### Task statement:
Swap every "instance" for "occurrence" throughout the records below, keeping everything else the same, and omit the pictures from your output.

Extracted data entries
::::::::::

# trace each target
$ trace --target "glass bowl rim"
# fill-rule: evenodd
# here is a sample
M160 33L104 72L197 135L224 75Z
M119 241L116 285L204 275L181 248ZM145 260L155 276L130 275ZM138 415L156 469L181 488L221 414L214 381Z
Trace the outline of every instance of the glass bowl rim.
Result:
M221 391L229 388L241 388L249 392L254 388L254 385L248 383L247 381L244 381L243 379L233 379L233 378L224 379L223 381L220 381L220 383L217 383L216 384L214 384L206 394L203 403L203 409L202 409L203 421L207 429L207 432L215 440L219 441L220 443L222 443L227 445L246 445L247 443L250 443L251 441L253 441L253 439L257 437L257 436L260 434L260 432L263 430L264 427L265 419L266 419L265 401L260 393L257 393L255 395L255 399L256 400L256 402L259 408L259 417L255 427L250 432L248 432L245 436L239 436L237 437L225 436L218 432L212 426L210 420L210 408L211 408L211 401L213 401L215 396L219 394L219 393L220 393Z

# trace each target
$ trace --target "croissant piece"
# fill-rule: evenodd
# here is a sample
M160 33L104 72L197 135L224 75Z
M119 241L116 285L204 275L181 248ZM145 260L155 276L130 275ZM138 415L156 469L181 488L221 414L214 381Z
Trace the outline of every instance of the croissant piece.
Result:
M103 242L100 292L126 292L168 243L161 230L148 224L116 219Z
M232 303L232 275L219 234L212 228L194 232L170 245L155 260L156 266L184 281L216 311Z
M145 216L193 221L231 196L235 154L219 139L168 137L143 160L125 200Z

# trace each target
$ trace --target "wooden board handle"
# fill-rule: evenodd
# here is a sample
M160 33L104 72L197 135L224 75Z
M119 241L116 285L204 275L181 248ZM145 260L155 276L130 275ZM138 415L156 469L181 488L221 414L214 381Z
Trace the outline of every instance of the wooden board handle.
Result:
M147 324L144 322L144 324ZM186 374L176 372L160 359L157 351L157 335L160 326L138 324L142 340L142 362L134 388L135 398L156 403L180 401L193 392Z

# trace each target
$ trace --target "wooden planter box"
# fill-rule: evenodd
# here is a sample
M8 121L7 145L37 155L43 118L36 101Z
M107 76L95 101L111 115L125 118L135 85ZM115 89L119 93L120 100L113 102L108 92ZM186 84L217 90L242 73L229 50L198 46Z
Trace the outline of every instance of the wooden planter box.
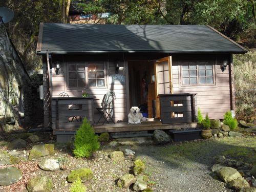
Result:
M187 130L170 130L169 133L174 141L184 141L202 139L201 131L200 129L193 129Z

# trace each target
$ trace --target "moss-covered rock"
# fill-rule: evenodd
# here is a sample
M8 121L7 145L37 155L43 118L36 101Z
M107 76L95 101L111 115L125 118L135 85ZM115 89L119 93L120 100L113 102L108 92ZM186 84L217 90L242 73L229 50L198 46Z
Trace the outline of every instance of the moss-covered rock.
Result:
M53 144L41 144L34 145L29 154L29 159L38 158L48 155L53 155L54 145Z
M93 173L90 168L81 168L71 170L71 173L68 175L67 180L68 182L72 183L78 177L79 177L82 182L84 182L91 180L93 177Z
M110 134L109 133L102 133L99 136L99 141L108 142L110 140Z
M133 167L134 175L139 175L144 174L145 168L145 164L140 159L137 159L134 161L134 167Z
M51 179L47 177L36 177L30 179L27 183L29 192L50 191L53 186Z

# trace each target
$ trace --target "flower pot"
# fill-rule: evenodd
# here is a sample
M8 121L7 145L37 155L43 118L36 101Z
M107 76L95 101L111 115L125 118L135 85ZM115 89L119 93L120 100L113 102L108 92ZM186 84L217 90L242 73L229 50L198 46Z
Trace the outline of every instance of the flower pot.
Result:
M209 138L211 137L211 130L202 130L201 135L204 139Z

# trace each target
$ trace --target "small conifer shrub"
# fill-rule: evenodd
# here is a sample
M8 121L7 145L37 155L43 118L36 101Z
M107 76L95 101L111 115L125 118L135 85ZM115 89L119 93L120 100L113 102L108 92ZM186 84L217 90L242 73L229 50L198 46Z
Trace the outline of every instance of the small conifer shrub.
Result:
M75 135L73 151L76 158L88 158L99 148L98 136L86 118Z

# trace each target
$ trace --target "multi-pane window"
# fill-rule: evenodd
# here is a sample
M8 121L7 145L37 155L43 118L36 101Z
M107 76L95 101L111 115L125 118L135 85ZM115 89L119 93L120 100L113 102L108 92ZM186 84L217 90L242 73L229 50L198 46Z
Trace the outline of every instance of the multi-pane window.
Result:
M69 63L67 66L69 88L83 88L105 86L103 62Z
M208 62L189 62L182 66L183 85L214 84L214 68Z

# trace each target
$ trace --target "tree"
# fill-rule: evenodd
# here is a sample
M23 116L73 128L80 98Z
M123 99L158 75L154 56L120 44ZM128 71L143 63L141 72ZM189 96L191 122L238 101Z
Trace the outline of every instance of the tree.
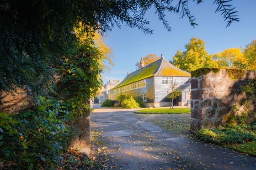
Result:
M170 109L171 109L171 108L173 109L173 100L180 96L182 94L182 92L179 91L176 88L178 83L176 81L172 82L170 85L171 91L168 90L168 95L166 96L170 98Z
M186 51L178 51L173 57L173 65L190 72L202 67L216 67L217 65L205 50L205 43L201 39L192 37L185 46Z
M256 40L246 45L243 49L244 57L247 61L247 69L256 71Z
M213 58L220 68L235 67L246 68L247 60L243 57L239 48L228 48L219 53L215 54Z
M160 58L160 57L157 56L155 54L147 54L146 56L144 56L142 57L144 61L144 65L146 66L147 65L155 61L156 61ZM135 65L136 69L138 70L140 69L140 62L137 62Z
M197 0L197 4L203 0ZM181 13L197 25L188 9L188 1L180 0L177 8L171 0L138 0L62 1L36 0L1 1L0 8L0 89L6 92L17 88L37 91L51 81L48 64L59 62L73 52L77 38L74 27L82 24L84 31L111 30L120 23L136 27L145 33L146 11L154 8L167 31L167 12ZM229 1L216 0L217 11L221 11L228 25L238 21ZM90 28L90 29L89 29ZM40 77L40 78L39 78Z

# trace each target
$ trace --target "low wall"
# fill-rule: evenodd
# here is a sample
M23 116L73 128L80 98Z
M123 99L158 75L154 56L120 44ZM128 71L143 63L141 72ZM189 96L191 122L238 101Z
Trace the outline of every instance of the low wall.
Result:
M239 93L241 86L256 78L256 72L223 69L215 72L202 73L198 78L192 78L190 130L192 132L221 124L224 123L224 116L231 113L232 106L237 105L240 110L243 109L240 105L243 100L251 104L251 113L256 111L253 103L256 101L249 99L245 92ZM238 74L240 76L233 76ZM255 114L249 117L251 122L256 119Z

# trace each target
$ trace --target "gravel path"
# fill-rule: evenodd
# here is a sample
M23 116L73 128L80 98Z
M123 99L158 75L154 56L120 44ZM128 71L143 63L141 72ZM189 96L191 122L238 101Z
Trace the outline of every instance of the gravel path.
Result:
M188 131L189 114L94 108L91 156L100 165L95 169L256 169L255 157L194 139Z

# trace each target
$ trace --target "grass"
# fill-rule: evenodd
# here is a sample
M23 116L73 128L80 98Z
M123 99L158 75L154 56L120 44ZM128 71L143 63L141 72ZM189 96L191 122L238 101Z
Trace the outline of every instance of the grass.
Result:
M190 113L190 108L151 108L149 109L140 110L137 112L153 114L180 114Z
M256 141L245 144L227 144L225 146L238 151L256 156Z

::::::::::

### Response:
# trace each target
$ trace --target "glass bowl rim"
# fill-rule: evenodd
# here is a sample
M160 33L104 72L197 135L224 75Z
M119 241L116 285L204 275L181 248ZM145 260L155 276L130 275ZM138 415L156 469L181 488L221 414L214 381Z
Trace the outline of every occurrence of the glass bowl rim.
Result:
M221 391L229 388L241 388L249 392L254 388L254 385L248 383L247 381L244 381L243 379L233 379L233 378L224 379L223 381L220 381L220 383L217 383L216 384L214 384L206 394L203 403L203 409L202 409L203 421L207 429L207 432L215 440L219 441L220 443L222 443L227 445L246 445L247 443L250 443L251 441L253 441L253 439L257 437L257 436L260 434L260 432L263 430L264 427L265 419L266 419L265 401L260 393L257 393L255 395L255 399L256 400L256 402L259 408L259 417L255 427L250 432L248 432L245 436L239 436L237 437L225 436L218 432L212 426L210 420L210 408L211 408L211 401L213 401L215 396L219 394L219 393L220 393Z

# trace each target
$ trace --target "croissant piece"
# fill-rule: evenodd
# here is a sample
M160 33L104 72L197 135L224 75Z
M119 241L116 285L204 275L181 248ZM145 260L155 276L130 275ZM138 415L156 469L181 488L221 414L214 381Z
Trace the outline of every occurrence of the croissant piece.
Result:
M103 242L100 292L126 292L168 243L161 230L148 224L116 219Z
M232 303L232 275L219 234L212 228L194 232L170 245L155 260L156 266L184 281L216 311Z
M145 216L193 221L231 196L235 154L219 139L168 137L143 160L125 200Z

# trace each target
$ trace --target "wooden board handle"
# fill-rule: evenodd
# here is a sample
M160 33L104 72L197 135L224 75Z
M119 241L116 285L204 275L181 248ZM145 260L155 276L130 275ZM138 415L156 469L181 488L221 414L214 381Z
Trace the outline of every occurrence of the wooden board handle.
Result:
M147 324L144 322L144 324ZM186 374L176 372L160 359L157 351L157 335L160 326L138 324L142 340L142 362L134 388L135 398L156 403L180 401L193 392Z

# trace each target
$ trace --target "wooden planter box"
# fill-rule: evenodd
# here is a sample
M8 121L7 145L37 155L43 118L36 101Z
M107 76L95 101L111 115L125 118L135 85ZM115 89L119 93L120 100L113 102L108 92ZM186 84L217 90L242 73L229 50L198 46Z
Trace the outline of every occurrence of the wooden planter box.
Result:
M187 130L170 130L169 133L174 141L184 141L202 139L201 131L200 129L193 129Z

# trace each target
$ trace --target "moss-covered rock"
# fill-rule: evenodd
# here is a sample
M8 121L7 145L37 155L43 118L36 101Z
M107 76L95 101L111 115L125 118L135 85ZM115 89L119 93L120 100L113 102L108 92ZM186 84L217 90L242 73L229 50L198 46Z
Trace the outline of every occurrence of the moss-covered rock.
Result:
M53 144L41 144L34 145L29 154L29 159L38 158L48 155L53 155L54 145Z
M93 173L90 168L81 168L71 170L71 173L68 175L67 180L68 182L72 183L78 177L79 177L82 182L84 182L91 180L93 177Z
M110 134L109 133L102 133L99 136L99 141L108 142L110 140Z
M133 167L134 175L139 175L144 174L145 168L145 164L140 159L137 159L134 161L134 167Z
M51 179L47 177L36 177L30 179L27 183L29 192L50 191L53 186Z

# trace each target
$ trace --target "flower pot"
# fill-rule: evenodd
# here is a sample
M8 121L7 145L37 155L43 118L36 101Z
M107 76L95 101L111 115L125 118L135 85ZM115 89L119 93L120 100L113 102L108 92ZM186 84L217 90L242 73L229 50L198 46Z
Trace the outline of every occurrence of the flower pot.
Result:
M209 138L211 137L211 130L202 130L201 135L204 139Z

# trace each target
$ trace --target "small conifer shrub"
# fill-rule: evenodd
# here is a sample
M8 121L7 145L37 155L43 118L36 101Z
M107 76L95 101L111 115L125 118L135 85ZM115 89L119 93L120 100L113 102L108 92ZM186 84L217 90L242 73L229 50L198 46Z
Trace the outline of every occurrence of the small conifer shrub.
Result:
M75 135L73 151L76 158L88 158L99 148L98 136L86 118Z

# trace each target
$ trace --target "multi-pane window"
# fill-rule: evenodd
# here is a sample
M8 121L7 145L37 155L43 118L36 101Z
M107 76L95 101L111 115L125 118L135 85ZM115 89L119 93L120 100L113 102L108 92ZM186 84L217 90L242 73L229 50L198 46Z
Trace the outline of every occurrence of the multi-pane window.
Result:
M69 63L67 66L69 88L83 88L105 86L103 62Z
M208 62L189 62L182 66L183 85L214 84L214 68Z

# trace each target
$ trace --target "tree"
# fill-rule: evenodd
# here is a sample
M23 116L73 128L80 98Z
M123 99L158 75L154 56L120 44ZM128 71L143 63L141 72ZM189 96L191 122L238 101Z
Trace the outline of every occurrence of the tree.
Result:
M170 109L171 109L171 108L173 109L173 100L180 96L182 94L182 92L179 91L176 88L178 83L176 81L172 82L170 85L171 91L168 90L168 95L166 96L170 98Z
M186 51L178 51L173 57L173 65L190 72L202 67L216 67L217 65L205 50L205 43L201 39L192 37L185 46Z
M256 40L246 45L243 49L244 57L247 61L247 69L256 71Z
M213 58L220 68L235 67L246 68L247 60L243 57L239 48L228 48L219 53L215 54Z
M160 58L160 57L157 56L155 54L147 54L146 56L144 56L142 57L144 61L144 65L146 66L147 65L155 61L156 61ZM135 65L136 69L138 70L140 69L140 62L137 62Z
M197 0L197 4L203 0ZM181 13L197 25L188 9L188 1L180 0L177 8L171 0L138 0L62 1L36 0L1 1L0 8L0 89L6 92L17 88L37 91L51 81L48 64L59 62L73 52L77 38L74 27L82 24L84 31L111 30L120 23L136 27L145 33L146 11L154 8L167 31L167 12ZM229 1L216 0L217 11L221 11L228 25L238 21ZM90 28L90 29L89 29ZM40 77L40 78L39 78Z

# trace each target
$ trace --target "low wall"
# fill-rule: evenodd
# here is a sample
M23 116L73 128L80 98Z
M123 99L158 75L154 56L120 44ZM128 71L143 63L141 72ZM189 96L191 122L238 101Z
Trace the outline of every occurrence of the low wall.
Result:
M239 93L241 86L256 78L256 72L223 69L215 72L202 73L198 78L192 78L190 130L192 132L221 124L224 123L224 116L231 113L232 106L237 105L240 110L243 109L240 105L243 100L251 104L251 113L256 111L253 103L256 101L249 99L245 92ZM238 74L240 76L233 76ZM255 114L249 117L251 122L256 119Z

# trace each target
$ trace --target "gravel path"
# fill-rule: evenodd
# here is a sample
M23 116L73 128L80 98Z
M123 99L158 75L154 56L120 44ZM128 71L143 63L141 72ZM189 96L191 122L238 101Z
Trace the outline of every occurrence of the gravel path.
Result:
M188 131L189 114L94 108L91 156L100 165L95 169L256 169L255 157L194 139Z

# trace each target
$ trace --target "grass"
# fill-rule: evenodd
# here is a sample
M23 116L73 128L80 98Z
M123 99L158 75L154 56L120 44ZM128 71L143 63L141 72ZM189 96L191 122L238 101Z
Trace the outline of every occurrence of the grass.
Result:
M190 113L190 108L151 108L149 109L140 110L137 112L153 114L180 114Z
M256 141L245 144L227 144L225 146L238 151L256 156Z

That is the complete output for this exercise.